> Brief: Using the records below, copy out exactly the line that contains "the blue sticker" and every line that follows it, up to and including the last, and no others.

[Data listing]

□ □ □ □ □ □ □

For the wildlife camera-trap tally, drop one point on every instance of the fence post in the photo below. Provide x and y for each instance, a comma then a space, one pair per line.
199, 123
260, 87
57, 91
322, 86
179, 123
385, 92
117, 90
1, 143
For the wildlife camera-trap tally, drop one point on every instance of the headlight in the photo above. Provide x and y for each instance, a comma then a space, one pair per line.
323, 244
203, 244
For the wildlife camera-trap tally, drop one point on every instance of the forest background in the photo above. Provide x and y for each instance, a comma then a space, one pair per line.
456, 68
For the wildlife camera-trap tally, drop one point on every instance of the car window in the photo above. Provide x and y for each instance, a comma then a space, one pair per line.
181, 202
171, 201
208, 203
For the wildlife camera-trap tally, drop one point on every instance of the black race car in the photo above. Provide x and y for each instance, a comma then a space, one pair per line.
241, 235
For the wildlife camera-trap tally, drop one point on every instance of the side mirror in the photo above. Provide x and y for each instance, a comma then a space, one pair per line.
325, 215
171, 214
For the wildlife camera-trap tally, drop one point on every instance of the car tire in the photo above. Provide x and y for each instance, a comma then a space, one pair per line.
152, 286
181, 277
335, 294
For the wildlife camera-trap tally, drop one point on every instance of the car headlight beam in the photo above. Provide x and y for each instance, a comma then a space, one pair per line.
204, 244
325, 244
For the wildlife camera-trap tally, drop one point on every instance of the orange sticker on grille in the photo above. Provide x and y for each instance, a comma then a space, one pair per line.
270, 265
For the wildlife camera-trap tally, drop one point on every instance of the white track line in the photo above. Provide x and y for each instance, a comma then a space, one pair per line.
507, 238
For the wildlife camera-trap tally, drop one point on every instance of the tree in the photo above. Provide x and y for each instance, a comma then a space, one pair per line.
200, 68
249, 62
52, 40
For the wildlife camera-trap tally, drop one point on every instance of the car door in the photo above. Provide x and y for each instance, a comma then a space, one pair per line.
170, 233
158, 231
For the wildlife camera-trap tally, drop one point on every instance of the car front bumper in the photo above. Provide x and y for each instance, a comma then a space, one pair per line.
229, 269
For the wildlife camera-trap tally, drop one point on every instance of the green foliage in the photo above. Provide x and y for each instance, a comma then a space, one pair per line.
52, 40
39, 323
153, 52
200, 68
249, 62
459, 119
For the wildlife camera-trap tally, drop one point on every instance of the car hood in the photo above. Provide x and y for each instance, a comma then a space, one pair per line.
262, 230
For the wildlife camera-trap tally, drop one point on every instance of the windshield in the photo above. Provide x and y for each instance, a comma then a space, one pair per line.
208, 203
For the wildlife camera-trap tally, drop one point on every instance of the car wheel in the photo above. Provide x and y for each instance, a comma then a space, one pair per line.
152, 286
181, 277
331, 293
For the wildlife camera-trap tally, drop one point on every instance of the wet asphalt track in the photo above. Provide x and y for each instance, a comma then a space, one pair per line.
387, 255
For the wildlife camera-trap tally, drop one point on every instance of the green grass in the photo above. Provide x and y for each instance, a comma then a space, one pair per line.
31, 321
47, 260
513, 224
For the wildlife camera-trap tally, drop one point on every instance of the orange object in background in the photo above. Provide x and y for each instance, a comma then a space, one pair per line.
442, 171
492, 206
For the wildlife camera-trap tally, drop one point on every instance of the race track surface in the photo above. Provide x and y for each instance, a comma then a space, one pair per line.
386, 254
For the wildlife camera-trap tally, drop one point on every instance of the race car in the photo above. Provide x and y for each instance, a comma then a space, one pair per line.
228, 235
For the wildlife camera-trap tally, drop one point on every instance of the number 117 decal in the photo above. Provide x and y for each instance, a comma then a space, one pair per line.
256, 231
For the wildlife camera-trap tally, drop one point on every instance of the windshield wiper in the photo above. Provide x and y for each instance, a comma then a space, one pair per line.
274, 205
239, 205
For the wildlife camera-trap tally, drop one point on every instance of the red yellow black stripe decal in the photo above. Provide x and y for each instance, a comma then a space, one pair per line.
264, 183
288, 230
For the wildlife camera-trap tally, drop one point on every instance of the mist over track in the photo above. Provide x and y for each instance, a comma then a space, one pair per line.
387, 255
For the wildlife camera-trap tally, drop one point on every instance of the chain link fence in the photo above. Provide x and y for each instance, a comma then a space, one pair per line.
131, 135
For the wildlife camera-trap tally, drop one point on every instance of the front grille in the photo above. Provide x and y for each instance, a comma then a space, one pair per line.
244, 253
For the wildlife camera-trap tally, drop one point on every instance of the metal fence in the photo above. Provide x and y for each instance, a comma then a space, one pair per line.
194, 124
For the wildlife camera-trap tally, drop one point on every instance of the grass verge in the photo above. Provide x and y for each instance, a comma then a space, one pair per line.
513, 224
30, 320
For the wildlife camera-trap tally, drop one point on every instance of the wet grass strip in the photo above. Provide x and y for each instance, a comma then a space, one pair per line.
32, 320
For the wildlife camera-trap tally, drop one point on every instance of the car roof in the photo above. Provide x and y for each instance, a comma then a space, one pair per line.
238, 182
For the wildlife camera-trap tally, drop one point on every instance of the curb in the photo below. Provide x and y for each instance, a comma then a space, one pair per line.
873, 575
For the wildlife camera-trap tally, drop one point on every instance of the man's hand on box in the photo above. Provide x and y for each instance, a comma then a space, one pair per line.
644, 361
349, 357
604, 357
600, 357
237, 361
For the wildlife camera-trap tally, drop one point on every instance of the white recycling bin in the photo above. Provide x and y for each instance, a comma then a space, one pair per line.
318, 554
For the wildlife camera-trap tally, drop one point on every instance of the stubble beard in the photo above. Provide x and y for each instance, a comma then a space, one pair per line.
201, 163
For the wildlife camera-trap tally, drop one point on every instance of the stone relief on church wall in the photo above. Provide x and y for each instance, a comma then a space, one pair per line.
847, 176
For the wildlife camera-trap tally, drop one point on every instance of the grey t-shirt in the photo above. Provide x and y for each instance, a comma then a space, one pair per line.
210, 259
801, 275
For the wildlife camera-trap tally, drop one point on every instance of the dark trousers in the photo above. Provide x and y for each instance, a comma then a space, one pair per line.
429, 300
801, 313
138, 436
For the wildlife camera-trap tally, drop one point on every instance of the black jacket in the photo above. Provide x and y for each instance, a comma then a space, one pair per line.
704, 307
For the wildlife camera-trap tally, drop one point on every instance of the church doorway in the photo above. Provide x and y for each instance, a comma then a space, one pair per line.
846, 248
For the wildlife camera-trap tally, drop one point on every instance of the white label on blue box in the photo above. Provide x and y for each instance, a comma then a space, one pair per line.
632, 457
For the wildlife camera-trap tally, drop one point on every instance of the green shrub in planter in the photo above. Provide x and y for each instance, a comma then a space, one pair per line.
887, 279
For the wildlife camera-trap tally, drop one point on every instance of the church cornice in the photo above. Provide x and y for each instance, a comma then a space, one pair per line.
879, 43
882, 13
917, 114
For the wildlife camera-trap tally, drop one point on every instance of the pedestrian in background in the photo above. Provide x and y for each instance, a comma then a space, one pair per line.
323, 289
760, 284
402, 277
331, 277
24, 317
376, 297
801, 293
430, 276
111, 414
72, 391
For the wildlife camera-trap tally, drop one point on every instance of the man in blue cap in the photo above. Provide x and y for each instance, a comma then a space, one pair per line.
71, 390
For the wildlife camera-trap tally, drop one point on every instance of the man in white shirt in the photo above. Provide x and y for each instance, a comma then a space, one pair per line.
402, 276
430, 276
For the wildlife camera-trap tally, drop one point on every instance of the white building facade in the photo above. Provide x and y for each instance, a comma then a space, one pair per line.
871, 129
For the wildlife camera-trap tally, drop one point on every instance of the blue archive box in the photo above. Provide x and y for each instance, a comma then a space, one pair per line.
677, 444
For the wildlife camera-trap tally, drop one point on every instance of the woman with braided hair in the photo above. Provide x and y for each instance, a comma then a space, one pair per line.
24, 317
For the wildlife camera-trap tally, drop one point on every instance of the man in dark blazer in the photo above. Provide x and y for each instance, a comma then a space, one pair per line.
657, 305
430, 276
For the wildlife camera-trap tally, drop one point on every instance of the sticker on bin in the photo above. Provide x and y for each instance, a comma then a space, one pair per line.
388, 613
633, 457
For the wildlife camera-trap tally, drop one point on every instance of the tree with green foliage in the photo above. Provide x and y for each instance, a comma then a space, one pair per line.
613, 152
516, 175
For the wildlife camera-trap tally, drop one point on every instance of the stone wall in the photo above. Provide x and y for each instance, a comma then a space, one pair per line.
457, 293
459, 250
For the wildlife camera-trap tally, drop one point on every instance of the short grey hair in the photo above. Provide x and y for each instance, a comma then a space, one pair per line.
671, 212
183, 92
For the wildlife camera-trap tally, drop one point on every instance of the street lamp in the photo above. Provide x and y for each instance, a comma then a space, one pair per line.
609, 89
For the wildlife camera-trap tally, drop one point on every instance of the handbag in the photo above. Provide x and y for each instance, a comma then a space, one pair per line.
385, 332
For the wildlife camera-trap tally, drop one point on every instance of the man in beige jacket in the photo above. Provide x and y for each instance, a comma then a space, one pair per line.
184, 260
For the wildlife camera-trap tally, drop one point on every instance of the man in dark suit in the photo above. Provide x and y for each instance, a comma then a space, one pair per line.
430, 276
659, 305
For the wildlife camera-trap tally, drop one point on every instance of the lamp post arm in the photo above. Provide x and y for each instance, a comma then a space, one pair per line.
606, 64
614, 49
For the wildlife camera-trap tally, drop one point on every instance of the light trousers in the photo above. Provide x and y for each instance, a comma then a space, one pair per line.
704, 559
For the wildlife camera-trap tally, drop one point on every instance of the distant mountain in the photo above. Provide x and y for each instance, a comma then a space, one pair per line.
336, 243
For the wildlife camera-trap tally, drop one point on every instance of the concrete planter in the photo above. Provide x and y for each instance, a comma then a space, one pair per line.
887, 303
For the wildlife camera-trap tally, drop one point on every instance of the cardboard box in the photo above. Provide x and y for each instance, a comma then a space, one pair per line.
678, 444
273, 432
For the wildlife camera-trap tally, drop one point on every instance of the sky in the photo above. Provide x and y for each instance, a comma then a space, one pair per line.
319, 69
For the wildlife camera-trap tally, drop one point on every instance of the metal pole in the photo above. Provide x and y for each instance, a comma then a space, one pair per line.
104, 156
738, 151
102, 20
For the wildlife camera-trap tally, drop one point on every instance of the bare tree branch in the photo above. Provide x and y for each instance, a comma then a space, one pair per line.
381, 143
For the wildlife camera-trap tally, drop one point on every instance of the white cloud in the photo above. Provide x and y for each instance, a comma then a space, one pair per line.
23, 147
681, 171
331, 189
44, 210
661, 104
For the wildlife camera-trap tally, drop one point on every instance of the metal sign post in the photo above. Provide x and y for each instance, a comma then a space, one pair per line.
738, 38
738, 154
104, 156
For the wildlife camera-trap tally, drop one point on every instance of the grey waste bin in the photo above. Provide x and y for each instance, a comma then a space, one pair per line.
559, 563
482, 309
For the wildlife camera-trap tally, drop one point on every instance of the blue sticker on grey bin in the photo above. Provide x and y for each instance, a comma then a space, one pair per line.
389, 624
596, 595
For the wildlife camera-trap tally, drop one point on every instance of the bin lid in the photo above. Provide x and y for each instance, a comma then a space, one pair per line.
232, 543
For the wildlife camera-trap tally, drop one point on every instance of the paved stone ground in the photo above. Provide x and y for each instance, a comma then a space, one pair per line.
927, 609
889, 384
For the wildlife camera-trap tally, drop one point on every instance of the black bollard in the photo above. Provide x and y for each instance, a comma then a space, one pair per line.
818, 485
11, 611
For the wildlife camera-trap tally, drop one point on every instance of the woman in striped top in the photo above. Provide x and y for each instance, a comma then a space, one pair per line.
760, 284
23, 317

□ □ □ □ □ □ □

> Task solution:
For the wildlife camera-trap tally, drop one point on every instance of the blue sticker on grey bin in the photo above. Provide x and y for each instance, a comma then a space, one pair per line.
389, 624
596, 595
For the wildlife camera-trap tally, drop one point on every instance of the bin lid in the photo above. Provide x and y for each instance, a comma then a space, one pair per line.
232, 543
For the wildlife camera-trap tally, drop one point on every instance of the paved stone ground in the photo above. Provide x and y for each instance, a comma then a space, one pair per line.
927, 609
889, 384
For the wildlife camera-trap tally, drop one point on every instance of the black bollard in the photo above. Provide x and y for each instance, a comma then a space, one pair per line.
818, 485
11, 611
For the wildlife camera-trap tally, drop one point on every instance of the woman in striped top in the photo above. Provide x and y for each instance, a comma then a space, one pair per line.
760, 284
23, 317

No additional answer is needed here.